• DESCRIPTION OF THE TASK: Please reproduce every line of the entries below, from the line containing "of the iron" through the end of the entries, with both ends included. Add 58 to each number inside the point coordinates and leave all other text as it is.

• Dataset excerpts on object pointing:
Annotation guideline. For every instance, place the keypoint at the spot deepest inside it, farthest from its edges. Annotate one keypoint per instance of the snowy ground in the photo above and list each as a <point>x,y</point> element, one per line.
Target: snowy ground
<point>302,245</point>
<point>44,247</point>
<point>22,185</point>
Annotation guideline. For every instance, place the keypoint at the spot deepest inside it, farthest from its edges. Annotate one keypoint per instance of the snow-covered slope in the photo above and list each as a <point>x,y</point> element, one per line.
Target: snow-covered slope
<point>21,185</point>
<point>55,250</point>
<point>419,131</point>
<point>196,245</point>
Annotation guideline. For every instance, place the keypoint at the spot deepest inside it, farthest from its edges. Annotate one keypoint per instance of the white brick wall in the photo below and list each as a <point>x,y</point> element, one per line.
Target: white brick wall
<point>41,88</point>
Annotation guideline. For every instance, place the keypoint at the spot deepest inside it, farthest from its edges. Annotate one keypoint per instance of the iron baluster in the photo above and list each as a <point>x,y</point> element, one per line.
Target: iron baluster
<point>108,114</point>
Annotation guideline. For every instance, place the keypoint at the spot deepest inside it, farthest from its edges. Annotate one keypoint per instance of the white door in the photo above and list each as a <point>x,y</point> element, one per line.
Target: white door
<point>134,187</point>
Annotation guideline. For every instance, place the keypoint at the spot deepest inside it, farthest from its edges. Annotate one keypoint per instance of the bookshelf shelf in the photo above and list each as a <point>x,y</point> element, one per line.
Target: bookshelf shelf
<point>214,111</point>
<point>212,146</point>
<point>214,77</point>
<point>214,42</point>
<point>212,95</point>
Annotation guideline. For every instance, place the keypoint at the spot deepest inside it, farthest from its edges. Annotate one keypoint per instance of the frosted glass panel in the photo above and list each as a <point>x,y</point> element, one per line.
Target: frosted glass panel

• FINAL RESULT:
Annotation guideline. For every instance, place the keypoint at the spot deepest inside it, farthest from its edges. Annotate one keypoint per instance of the iron baluster in the photo above and list each as a <point>x,y</point> element, one per line.
Target: iron baluster
<point>166,172</point>
Annotation guideline. For every instance, place the keypoint at the spot deepest inside it, farthest from its edges. Annotate one keypoint per instance of the white door in the photo above and list each as a <point>x,y</point> element, one per line.
Target: white door
<point>192,245</point>
Annotation guideline. For every instance, place the keypoint at the spot deepest inside it, farthest from its edges. Annotate one keypoint per instance of the bookshelf shelf in the photo above and list each as a <point>x,y</point> element, one per line.
Target: bookshelf shelf
<point>272,169</point>
<point>270,204</point>
<point>272,135</point>
<point>272,100</point>
<point>270,153</point>
Annotation guideline. For every instance, place the keypoint at the spot deepest inside it, farthest from its edges. Annotate one keypoint per instance of the frosted glass panel in the photo above and list each as a <point>x,y</point> element, one per line.
Target: frosted glass panel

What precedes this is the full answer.